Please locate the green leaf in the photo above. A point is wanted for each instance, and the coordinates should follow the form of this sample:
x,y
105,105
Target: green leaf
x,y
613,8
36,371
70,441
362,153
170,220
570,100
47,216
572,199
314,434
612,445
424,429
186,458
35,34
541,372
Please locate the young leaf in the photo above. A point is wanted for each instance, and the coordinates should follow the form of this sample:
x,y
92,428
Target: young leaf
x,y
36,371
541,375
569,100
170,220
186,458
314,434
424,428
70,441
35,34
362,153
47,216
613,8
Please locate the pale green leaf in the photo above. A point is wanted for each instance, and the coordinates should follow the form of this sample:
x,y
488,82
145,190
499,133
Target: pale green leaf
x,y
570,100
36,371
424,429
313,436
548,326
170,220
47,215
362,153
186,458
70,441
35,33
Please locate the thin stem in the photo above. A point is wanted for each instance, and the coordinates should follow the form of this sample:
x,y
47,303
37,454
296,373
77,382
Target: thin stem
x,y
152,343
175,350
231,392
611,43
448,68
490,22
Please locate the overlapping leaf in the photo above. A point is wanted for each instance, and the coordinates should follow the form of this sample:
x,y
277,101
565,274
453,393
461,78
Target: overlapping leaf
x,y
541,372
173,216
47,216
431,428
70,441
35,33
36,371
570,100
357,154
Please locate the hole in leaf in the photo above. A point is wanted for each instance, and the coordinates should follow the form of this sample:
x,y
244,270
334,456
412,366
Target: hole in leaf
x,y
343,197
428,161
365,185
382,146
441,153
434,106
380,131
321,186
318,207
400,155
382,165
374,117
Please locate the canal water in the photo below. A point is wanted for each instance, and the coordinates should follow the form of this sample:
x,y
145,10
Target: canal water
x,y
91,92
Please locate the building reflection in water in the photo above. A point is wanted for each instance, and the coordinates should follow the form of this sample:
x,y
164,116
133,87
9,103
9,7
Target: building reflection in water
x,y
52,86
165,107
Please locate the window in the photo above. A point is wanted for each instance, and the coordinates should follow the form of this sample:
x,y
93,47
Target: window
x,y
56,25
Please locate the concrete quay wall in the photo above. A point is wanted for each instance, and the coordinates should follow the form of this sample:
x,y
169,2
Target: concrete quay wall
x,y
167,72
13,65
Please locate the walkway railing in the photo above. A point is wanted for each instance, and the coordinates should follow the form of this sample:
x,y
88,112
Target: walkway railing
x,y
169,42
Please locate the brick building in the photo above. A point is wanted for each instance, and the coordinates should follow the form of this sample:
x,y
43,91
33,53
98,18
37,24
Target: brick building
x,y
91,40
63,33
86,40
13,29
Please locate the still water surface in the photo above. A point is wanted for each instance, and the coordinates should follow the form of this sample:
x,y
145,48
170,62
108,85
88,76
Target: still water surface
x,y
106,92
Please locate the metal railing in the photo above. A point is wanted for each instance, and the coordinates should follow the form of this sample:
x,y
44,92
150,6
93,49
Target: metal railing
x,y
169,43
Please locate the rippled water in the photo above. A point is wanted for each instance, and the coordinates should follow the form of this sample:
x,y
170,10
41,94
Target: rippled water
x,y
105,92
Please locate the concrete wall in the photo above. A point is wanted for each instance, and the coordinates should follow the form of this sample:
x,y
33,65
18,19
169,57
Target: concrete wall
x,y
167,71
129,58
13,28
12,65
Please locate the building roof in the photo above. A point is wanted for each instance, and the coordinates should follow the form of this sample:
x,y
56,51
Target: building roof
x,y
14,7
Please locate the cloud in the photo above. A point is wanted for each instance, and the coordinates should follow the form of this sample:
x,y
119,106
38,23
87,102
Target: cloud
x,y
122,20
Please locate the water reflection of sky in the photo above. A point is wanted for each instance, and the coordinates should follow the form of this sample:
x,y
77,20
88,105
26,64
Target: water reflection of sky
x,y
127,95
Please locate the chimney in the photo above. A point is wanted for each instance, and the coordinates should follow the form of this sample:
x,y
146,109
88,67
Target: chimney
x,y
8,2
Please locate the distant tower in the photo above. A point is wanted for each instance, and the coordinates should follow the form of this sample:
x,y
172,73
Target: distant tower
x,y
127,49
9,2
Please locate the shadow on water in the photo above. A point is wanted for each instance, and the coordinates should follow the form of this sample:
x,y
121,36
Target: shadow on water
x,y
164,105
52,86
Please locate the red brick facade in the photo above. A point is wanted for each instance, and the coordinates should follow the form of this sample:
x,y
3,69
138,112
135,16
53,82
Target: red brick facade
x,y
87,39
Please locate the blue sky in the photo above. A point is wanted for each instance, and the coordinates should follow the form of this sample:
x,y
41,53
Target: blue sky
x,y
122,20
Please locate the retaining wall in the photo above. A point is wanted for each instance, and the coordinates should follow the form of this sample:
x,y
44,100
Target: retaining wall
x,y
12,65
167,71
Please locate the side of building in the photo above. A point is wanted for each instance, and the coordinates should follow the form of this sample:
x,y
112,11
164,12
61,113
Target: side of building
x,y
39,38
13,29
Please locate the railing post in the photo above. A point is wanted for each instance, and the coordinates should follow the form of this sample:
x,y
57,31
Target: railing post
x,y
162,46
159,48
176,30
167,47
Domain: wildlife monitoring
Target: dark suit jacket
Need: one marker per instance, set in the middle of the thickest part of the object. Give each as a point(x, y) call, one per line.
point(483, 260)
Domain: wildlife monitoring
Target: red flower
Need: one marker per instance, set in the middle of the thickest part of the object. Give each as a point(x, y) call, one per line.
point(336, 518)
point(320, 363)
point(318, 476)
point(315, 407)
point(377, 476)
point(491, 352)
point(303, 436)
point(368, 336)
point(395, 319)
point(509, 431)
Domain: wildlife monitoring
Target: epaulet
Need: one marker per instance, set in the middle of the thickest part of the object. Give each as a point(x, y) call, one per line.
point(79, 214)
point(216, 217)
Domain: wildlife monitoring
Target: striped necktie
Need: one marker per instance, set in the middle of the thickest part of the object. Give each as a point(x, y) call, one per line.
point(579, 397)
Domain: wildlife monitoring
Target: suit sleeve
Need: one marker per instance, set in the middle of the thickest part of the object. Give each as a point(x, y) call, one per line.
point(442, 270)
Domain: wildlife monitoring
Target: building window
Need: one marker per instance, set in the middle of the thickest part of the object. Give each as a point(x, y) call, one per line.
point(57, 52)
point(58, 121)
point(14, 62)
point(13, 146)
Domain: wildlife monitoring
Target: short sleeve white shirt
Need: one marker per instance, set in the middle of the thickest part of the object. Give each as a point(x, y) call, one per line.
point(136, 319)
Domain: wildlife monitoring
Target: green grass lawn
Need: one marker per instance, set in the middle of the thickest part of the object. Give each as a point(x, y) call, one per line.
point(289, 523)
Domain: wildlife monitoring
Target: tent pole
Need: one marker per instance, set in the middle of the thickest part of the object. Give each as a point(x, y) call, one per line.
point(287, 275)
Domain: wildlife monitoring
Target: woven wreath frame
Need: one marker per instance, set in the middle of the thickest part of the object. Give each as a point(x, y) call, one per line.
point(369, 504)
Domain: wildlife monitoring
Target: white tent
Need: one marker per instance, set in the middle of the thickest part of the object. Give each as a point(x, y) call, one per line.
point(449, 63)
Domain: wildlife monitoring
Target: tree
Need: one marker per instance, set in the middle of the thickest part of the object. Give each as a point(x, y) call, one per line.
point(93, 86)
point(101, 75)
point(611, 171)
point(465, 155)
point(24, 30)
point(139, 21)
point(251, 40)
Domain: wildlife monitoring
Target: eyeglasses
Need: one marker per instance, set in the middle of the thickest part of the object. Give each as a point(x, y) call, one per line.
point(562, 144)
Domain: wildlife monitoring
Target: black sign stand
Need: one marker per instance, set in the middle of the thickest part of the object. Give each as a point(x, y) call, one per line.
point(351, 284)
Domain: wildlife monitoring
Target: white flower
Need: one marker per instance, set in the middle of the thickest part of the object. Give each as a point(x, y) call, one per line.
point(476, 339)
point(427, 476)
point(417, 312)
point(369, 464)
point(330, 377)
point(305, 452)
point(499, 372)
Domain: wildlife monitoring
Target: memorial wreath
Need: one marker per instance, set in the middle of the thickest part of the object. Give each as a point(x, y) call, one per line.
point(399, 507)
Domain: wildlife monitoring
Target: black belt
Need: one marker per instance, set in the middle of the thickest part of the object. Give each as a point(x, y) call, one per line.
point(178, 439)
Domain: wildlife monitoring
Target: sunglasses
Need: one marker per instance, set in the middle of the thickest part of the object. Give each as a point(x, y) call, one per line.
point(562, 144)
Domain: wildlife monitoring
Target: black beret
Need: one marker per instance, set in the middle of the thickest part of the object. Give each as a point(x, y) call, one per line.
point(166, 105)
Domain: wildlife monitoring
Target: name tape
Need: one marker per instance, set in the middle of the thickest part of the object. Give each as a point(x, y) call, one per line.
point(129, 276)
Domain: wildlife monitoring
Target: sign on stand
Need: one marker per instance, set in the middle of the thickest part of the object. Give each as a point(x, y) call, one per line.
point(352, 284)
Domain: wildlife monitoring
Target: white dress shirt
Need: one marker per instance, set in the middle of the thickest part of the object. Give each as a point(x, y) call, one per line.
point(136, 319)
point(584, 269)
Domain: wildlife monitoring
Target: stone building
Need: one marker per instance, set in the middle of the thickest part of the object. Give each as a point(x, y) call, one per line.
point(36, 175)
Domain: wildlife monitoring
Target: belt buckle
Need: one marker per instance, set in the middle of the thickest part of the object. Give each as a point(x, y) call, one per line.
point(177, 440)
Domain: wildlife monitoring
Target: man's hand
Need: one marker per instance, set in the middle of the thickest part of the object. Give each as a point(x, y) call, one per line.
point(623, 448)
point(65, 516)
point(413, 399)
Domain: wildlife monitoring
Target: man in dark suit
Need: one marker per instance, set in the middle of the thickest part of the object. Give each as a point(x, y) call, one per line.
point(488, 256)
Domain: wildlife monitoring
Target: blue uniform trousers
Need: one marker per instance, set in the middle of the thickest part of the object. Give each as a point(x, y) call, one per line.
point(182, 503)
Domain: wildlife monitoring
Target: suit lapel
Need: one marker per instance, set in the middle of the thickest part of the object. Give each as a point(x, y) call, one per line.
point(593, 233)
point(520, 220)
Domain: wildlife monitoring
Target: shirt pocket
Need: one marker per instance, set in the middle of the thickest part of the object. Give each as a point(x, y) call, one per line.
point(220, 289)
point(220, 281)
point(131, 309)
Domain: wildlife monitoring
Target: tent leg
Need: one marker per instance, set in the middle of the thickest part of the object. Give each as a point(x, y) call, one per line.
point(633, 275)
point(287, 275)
========================
**Set exercise**
Copy every line of the data above that contains the word "dark".

**Task answer**
Target: dark suit jacket
Target: man in dark suit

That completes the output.